» WHAT TO PRODUCE
List every line in the records below that contains the word "bowl", copying each of those lines in full.

[Start of ENTRIES SHOWN]

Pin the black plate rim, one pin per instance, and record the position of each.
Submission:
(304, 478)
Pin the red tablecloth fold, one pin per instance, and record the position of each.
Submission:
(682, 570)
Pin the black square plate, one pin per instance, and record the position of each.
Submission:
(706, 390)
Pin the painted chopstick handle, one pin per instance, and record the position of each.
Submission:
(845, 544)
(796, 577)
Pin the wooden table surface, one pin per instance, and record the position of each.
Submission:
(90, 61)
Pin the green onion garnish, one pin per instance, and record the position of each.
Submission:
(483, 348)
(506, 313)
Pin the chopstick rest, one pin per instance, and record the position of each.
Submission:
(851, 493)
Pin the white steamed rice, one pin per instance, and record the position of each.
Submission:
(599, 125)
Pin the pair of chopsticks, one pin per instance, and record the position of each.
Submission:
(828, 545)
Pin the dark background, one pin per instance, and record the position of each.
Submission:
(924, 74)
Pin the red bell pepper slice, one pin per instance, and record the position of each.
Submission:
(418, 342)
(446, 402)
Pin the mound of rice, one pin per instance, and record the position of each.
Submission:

[End of ENTRIES SHOWN]
[Start of ENTRIES SHOWN]

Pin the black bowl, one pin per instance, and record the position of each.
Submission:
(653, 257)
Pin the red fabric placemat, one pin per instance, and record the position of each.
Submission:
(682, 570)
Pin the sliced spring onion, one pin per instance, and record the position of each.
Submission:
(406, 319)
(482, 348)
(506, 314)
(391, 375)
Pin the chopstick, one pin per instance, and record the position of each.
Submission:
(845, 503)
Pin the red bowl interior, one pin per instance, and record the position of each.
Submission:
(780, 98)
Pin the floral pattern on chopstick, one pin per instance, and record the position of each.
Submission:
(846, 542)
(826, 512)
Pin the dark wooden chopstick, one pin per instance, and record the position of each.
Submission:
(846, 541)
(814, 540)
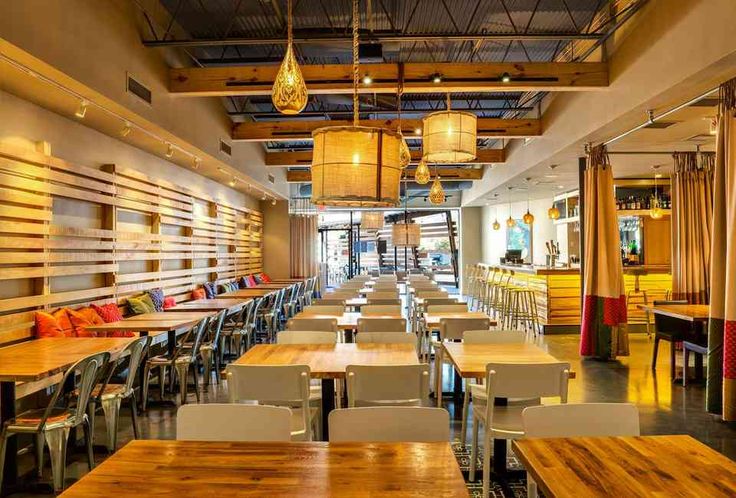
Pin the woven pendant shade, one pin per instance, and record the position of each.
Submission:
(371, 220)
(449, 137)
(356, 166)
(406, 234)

[End of ENTRIES SHOWN]
[Start of ENTRIES SHOWN]

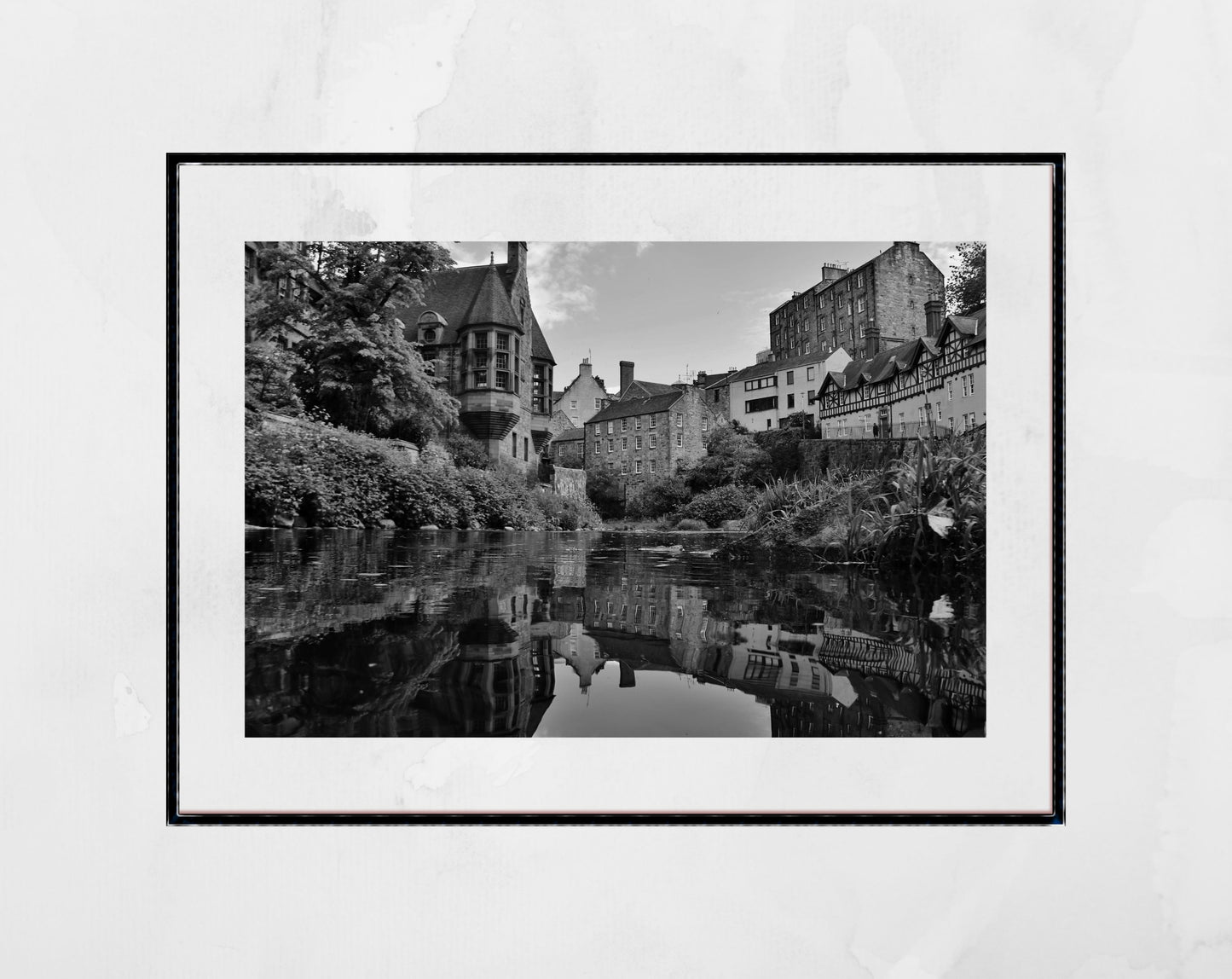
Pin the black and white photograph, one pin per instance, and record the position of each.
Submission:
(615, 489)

[End of ENTRIES SHOWN]

» RESULT OF THE EXERCISE
Pin the black bowl, one pin per instance, and record the position of each.
Pin the red bowl interior, one pin per instance, and record the position of each.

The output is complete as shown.